STATED GOAL 1 - Output the records between the line holding "Practice step: find every instance of the wood" and the end of the records, inclusive, as a two-column CSV with the columns ask and reply. Use one row for each record, with its text and its answer each in a single quoted field and line breaks turned into spaces.

SOURCE -
%%
- Directed by: Anthony Simmons
- Screenplay by: Anthony Simmons
- Produced by: John Morris
- Starring: Ann Lynn Judi Dench Norman Rodway Brian Phelan Joe Melia
- Cinematography: Larry Pizer
- Edited by: Fergus McDonell
- Music by: John Barry
- Release date: 1965;
- Country: United Kingdom
- Language: English

= Four in the Morning (1965 film) =

1965 British film by 	Anthony Simmons

Four in the Morning is a 1965 British film directed and written by Anthony Simmons and starring Judi Dench, Ann Lynn, Brian Phelan and Norman Rodway. The score is by John Barry.

==Plot==

As dawn breaks, a young woman is found dead on the banks of the River Thames. The film follows the day experienced by two unconnected London couples: a young man and a club hostess; and a woman coping with a teething baby and a frustrated husband who has been on a drunken night out with his friend.

==Cast==
- Ann Lynn as girl
- Judi Dench as wife
- Norman Rodway as husband
- Brian Phelan as boy
- Joe Melia as friend
- Patrick O'Connell as man at bar in night club

==Critical reception==
The Monthly Film Bulletin wrote: "The film was originally intended as a documentary attempt to capture the atmosphere of Thames-side life, but changed its character in the making and developed into a full-length feature. It still has the feel of a documentary about it, and apparently much of the dialogue was improvised as the scenes were shot. ... Though Simmons' direction just fails to keep the strands together, by the end of the film one begins to realise how the three stories are essentially a development from each other. ... Four in the Morning is an uneven film, perhaps even a nihilistic film, but for the work of an independent British group it is an extraordinary achievement, and one waits to see more from Anthony Simmons.

Kine Weekly wrote: "Very well acted, cleverly directed and a prizewinner at more than one festival, the film is yet so morbid that it can hardly qualify as entertainment. ... The talented team that made this picture deserves praise for enterprise and an intelligent use of the camera. The documentary style is impeccable and the photography is full of atmosphere without being arty, but the director has largely defeated his own ends by concocting a couple of stories that are almost uniformly depressing and has betrayed the intention of his mood by continually returning to the pitiful, anonymous dead body. Life even at four in the morning is not like that; it is in fact, very much more entertaining. The picture is, however, illumined by some excellent acting. Ann Lynn shows a great reserve of emotion as the night club girl and Judi Dench compels sympathy as the waiting wife. The three men, Norman Rodway, Brian Phelan and Joe Melia, are as good, though their roles are all mainly unsympathetic. The misty, early morning Thames comes out very well."
%%
SUPPLIED RECORDS -
%%
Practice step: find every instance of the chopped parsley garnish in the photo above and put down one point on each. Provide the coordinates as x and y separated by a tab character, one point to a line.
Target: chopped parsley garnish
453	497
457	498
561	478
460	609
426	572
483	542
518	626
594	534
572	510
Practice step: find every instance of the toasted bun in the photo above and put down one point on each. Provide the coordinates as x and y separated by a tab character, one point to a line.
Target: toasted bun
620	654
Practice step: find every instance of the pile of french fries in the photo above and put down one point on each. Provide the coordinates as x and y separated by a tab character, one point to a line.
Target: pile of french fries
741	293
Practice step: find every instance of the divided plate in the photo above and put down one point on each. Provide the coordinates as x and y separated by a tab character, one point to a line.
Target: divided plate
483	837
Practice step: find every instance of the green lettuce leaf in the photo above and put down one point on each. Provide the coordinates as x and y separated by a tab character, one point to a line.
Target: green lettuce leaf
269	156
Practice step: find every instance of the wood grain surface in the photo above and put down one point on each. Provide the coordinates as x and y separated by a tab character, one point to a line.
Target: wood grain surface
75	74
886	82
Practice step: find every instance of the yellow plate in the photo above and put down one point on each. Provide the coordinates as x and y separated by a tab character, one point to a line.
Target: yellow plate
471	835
%%
STATED GOAL 2 - Write what comes next in the article on the 1965 film Four in the Morning, picking up after its last sentence.

EXERCISE ANSWER 1 -
ask,reply
"Practice step: find every instance of the wood grain surface in the photo above and put down one point on each. Provide the coordinates as x and y separated by a tab character, one point to a line. Target: wood grain surface","75	74 886	82"
"Practice step: find every instance of the yellow plate in the photo above and put down one point on each. Provide the coordinates as x and y separated by a tab character, one point to a line. Target: yellow plate","471	835"

EXERCISE ANSWER 2 -
Variety wrote: "This film's unsparing downbeat look at the lack of human communication shows filmmakers taking up more modern themes. Picture's sharp, disturbing dramatic impact displays a solid, new British talent, fine new thesps and a growing maturity of British indie efforts. It is technically sound. Smart editing is also plus."

The Radio Times Guide to Films gave the film 4/5 stars, writing: "The title's a clever pun, since the film deals with the time of a young girl's drowning, and with the (unrelated) trials and tribulations of two unnamed couples. Acclaimed in its day as a sharp slice of British neorealism, talented director/writer Anthony Simmons has done nothing quite as good. Judi Dench won a Bafta award for her role, while Ann Lynn, Norman Rodway and Brian Phelan have seldom been better. The bleak score by John Barry is superb."

== Accolades ==
The film won several international awards including the Golden Leopard at the 1965 Locarno International Film Festival'.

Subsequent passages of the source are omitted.